== Segment start ==

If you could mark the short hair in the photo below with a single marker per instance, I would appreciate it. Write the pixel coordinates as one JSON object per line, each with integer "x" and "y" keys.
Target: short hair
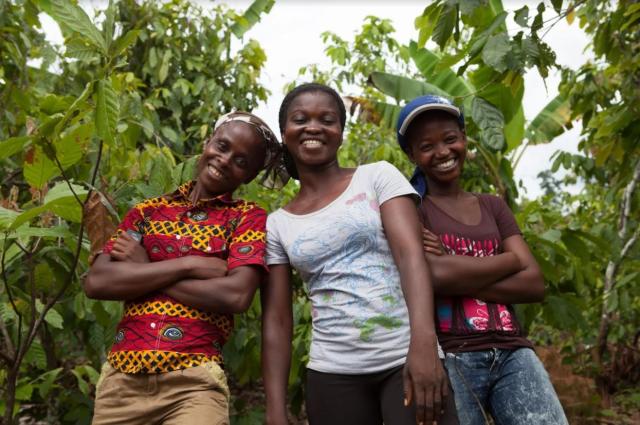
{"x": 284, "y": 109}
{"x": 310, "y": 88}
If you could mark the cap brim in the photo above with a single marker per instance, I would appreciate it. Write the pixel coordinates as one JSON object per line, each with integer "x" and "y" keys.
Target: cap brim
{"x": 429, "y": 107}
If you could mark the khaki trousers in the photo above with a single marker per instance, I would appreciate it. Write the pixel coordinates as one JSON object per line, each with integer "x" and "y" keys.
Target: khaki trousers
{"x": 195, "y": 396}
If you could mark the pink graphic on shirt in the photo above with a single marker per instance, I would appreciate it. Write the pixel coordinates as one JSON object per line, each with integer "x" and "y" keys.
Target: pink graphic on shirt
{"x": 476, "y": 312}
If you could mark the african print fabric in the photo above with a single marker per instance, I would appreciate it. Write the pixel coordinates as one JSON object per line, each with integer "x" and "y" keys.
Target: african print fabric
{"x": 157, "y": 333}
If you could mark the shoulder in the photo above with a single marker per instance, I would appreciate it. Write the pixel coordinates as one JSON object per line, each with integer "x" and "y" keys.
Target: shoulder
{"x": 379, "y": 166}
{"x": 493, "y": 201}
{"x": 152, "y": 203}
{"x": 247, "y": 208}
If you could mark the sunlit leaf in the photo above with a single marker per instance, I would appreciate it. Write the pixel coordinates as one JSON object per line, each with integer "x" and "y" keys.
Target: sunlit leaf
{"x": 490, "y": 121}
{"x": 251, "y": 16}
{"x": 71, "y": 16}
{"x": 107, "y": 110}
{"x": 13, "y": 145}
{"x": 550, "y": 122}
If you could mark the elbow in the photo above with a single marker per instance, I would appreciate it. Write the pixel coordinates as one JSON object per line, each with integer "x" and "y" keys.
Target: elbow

== Segment end ==

* Problem description *
Could the entries above be printed again exactly, apart from the pictures?

* Exercise response *
If you could mark the short hair in the photo below with a single marker per instance, I would appreciate it. Write the pixel coordinates as one JSON object per line, each with integer "x" and "y" keys.
Target: short hair
{"x": 284, "y": 109}
{"x": 310, "y": 88}
If you could mark the cap brim in the photo above with a single marker per instance, I would appreciate it. Write the pixel coordinates as one JSON object per line, each with integer "x" and "y" keys.
Target: cap brim
{"x": 429, "y": 107}
If you could mark the khaki trousers in the photo above with a single marker per instance, I would appreciate it. Write the pixel coordinates as one JSON object per line, each with integer "x" and "y" keys.
Target: khaki trousers
{"x": 195, "y": 396}
If you could mark the pink graphic on shirt in the photo above with a single marker per instance, I would appreciate it. Write the pixel coordinates as one JSON object per line, each with integer "x" and "y" keys.
Target: pink graphic on shirt
{"x": 476, "y": 312}
If you could mark the african print fabric in the photo above with a single marker per instance, I would appreciate it. Write the pixel coordinates as one JSON object per line, each with integer "x" and "y" keys.
Target: african print fabric
{"x": 157, "y": 333}
If you could mark the shoulder in the photo above with a single marker per instance, I would appreciate it. Write the pixel coordinates as one JSON object per line, each with integer "x" and "y" keys.
Target: shoulder
{"x": 379, "y": 166}
{"x": 493, "y": 201}
{"x": 152, "y": 203}
{"x": 247, "y": 208}
If you could mark the sunlit leaf in the photo above with a single marker per instance, I would appreciate it. Write the pixel coordinates as one JSON object per line, each with integer "x" and "y" keys.
Target: sunlit leaf
{"x": 490, "y": 121}
{"x": 251, "y": 16}
{"x": 71, "y": 16}
{"x": 107, "y": 110}
{"x": 13, "y": 145}
{"x": 550, "y": 122}
If you could mark the elbow in the photo above with a single marker per instance, I would appreciate it. Write the pixel coordinates as one JSON object per line, each with integer "x" and "y" keys.
Target: elbow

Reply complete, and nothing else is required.